##### Supplied information #####
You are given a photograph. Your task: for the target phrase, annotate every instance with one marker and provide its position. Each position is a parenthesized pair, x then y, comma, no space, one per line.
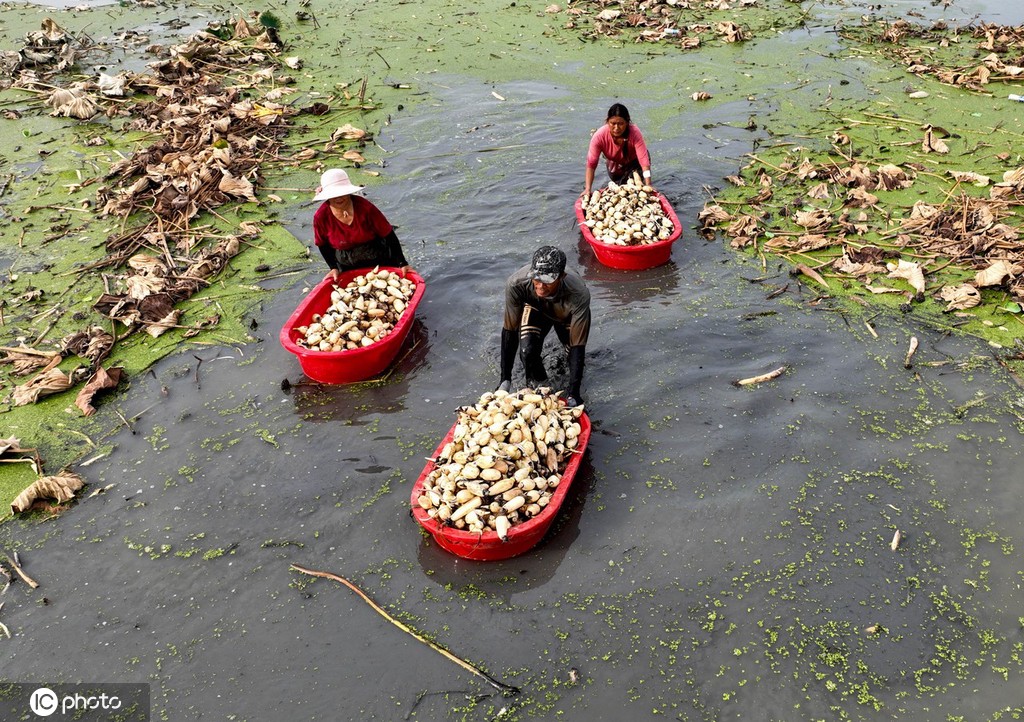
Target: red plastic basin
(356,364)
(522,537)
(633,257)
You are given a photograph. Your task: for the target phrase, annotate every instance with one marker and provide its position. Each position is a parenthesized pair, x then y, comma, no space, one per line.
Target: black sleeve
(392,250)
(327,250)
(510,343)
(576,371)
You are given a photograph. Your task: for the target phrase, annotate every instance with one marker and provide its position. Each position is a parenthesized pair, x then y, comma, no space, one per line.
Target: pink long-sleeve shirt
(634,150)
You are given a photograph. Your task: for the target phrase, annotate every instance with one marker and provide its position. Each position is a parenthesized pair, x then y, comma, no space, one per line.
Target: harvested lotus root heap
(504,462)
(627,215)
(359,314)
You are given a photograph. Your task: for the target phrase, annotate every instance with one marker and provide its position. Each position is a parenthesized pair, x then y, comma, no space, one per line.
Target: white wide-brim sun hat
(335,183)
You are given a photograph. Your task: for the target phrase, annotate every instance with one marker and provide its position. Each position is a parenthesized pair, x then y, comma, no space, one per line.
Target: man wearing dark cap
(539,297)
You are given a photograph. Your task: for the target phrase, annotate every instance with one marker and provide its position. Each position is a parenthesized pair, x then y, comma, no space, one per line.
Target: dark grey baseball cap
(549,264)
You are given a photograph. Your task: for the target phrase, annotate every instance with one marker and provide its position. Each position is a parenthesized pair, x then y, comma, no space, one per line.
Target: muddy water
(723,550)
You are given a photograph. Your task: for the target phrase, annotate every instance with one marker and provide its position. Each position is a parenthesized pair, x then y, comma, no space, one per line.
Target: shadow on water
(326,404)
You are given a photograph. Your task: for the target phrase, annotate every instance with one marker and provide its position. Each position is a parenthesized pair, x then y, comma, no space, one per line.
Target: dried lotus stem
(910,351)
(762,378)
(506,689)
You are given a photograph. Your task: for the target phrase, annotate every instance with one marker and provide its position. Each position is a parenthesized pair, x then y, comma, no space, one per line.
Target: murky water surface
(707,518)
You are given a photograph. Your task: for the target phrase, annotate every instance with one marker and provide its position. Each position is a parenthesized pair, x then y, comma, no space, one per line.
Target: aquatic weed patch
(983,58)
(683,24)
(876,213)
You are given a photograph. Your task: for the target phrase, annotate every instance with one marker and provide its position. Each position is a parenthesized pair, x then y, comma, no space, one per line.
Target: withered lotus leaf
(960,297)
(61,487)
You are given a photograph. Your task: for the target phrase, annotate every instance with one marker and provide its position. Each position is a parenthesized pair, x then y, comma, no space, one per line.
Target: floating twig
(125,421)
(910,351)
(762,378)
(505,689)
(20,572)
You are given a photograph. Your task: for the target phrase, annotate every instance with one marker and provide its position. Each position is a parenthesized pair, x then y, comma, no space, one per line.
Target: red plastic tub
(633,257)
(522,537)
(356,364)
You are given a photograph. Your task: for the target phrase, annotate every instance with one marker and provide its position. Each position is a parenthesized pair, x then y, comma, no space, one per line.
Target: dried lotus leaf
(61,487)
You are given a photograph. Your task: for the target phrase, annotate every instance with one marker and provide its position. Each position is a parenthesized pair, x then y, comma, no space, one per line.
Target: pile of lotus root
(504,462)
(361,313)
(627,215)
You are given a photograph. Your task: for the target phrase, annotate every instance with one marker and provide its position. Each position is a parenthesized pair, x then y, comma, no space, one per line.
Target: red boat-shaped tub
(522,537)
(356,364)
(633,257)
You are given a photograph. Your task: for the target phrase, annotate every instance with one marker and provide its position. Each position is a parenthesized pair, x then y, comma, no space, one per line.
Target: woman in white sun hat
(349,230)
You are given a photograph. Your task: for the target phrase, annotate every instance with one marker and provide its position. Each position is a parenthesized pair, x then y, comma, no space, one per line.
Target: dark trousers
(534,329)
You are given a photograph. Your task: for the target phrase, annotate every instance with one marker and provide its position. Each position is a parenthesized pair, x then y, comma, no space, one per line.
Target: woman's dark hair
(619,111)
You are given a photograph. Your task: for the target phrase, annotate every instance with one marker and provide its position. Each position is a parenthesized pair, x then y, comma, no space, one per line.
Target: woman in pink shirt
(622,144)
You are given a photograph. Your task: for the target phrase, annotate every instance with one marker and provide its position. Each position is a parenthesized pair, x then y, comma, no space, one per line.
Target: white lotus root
#####
Repeat the listing verbatim without its pictures.

You are given a photograph. Your task: for the target phrase, annotate every instance with one marker and provide its position. Each position is a parenthesized pair, x then y, comma, no space, one per line.
Target: red plastic basin
(356,364)
(522,537)
(633,257)
You are given a photograph. Your task: for the target phrase, annotate every instance with one marker and provide its position. Each position is a parenthesized pair, x then y, comma, no space, one per line.
Target: black sleeve
(392,250)
(327,250)
(510,343)
(576,371)
You are given a photograph. Your task: for the target phrase, annotate every instance with one marker and provide its position. Each position is a parenthesized pair, x then y, comma, no space, one per line.
Target: pink long-sleeve shirt
(634,150)
You are given a photograph. Your task: for the target phrase, annotate every instance with one marker and provide its position. Each position is a parenthesized pair, x then y, comma, no space, one per line.
Target: harvested lotus root heap
(504,462)
(627,215)
(359,314)
You are given a photograph. Your task: for the target phrase, annotate every instance with one marker and provide its position. Each position is a parenthesized pair, x then y, comma, no space, one per line.
Target: white wide-brim sun hat
(335,183)
You are given a photograph. Your task: for the target phrase, annotate every instance with one marker and provide its position. Each position is a parenthesized pair, x then y, comma, no space, one per line.
Target: man wearing dark cap
(539,297)
You are given a photograph. Your task: for the target phrase, annotate every instance with one marker and provide its position. Each position is a parenthesized pair, x then y, comma, no space, one per line.
Target: dark grey baseball cap
(549,264)
You are given a photograph. Your task: for the target phrase, annotate every instance with one marker and provide its position. Each position is a parenthesized pair, x then y, comma, no space, one per line.
Target: muddy water
(723,550)
You are given a photograph. Your task: for the target phrase, annotate every instance with one marker and provide its position. Each position is a parenthesized pair, x then y, comma, no space, one per line.
Target: shadow on water
(326,404)
You are given a photograph. Your task: for the target phrase, annotate every instance with one marker and provide its position. Each position is a parenthesized pair, x then y, comma, no space, one per line.
Target: dried lotus stem
(910,351)
(762,378)
(506,689)
You are given a photograph. Your task: for the target phrase, annotate every instance with one marker and provide its position. Each position is a parenthesized pair, x then y, comma, no space, one per line.
Target: murky water surface
(707,518)
You are given a photograph. Your task: for the target phrase, annotate every instance with one marker and provide its position. Each position is a parenthesized pair, x then y, comma, no space, one per line.
Target: aquatic weed patch
(983,58)
(683,24)
(876,213)
You are given a photograph. Your task: for the target phrase, annotate every instance with one marker and provide its position. Each position is a parenthesized pair, x then y, comma, no space, one per line.
Target: withered lotus leaf
(960,297)
(61,487)
You are given a photograph. Your task: for the target phrase, annotate every instance with one marker and provide its position. Each position is a parenthesized pair, x then y, comma, no space, one per line.
Target: floating twig
(125,421)
(910,351)
(762,378)
(505,689)
(20,572)
You are given a photograph. Your task: for the target phrase, annotate every instance with one marker and provide its position. Each position is a parenthesized pair, x then y, comma, no space, one per line.
Target: red plastic tub
(633,257)
(522,537)
(356,364)
You are given a photograph. Your task: for the target phrase, annotate every instance with one marker and provide its position. Each position is a parenthesized pair, x then y, comma, no space, one per line.
Target: dried lotus leaf
(61,487)
You are given a photograph. Your task: for the target phrase, annotate every instance with one marker and provide its position. Each position is a parenthesized pair, x then y, comma, no space, one per line.
Target: pile of lotus root
(504,462)
(361,313)
(627,215)
You are given a photograph. Your task: for the target phrase, annotate every instance with one marker and provide its position. Each position is a parenthesized pair, x then y, comma, no space, one per line.
Target: red boat-shaped tub
(522,537)
(356,364)
(633,257)
You are given a photograph. Your task: for the target phrase, annotate every instance with one marker and provide its position. Each position is a parenthesized pair, x then y, comma, no space, one per line.
Target: woman in white sun hat
(349,230)
You are given a photograph. Your task: for the target phrase, annotate every instance with one marker and provide its position. Each position is a parenthesized pair, x then y, comma, no space, one per line.
Target: dark trousers
(534,329)
You are given a photograph. Your task: for the target phrase, annotate every instance with one marker and provide its position. Each position is a parenthesized pair, x then y, comma, no space, one per line.
Target: woman's dark hair
(619,111)
You are given a photograph. Your task: for the target phrase, annotate every instance with one marker and provide its position. Each position is a parenthesized pair, x then y, comma, no space, one per line.
Target: woman in pink shirt
(622,144)
You are given a photograph. Your task: for the target phrase, annotate every instance with one marker and provide its position. Each position is a parenthesized pair, x then y, comma, no space, one per line.
Target: white lotus root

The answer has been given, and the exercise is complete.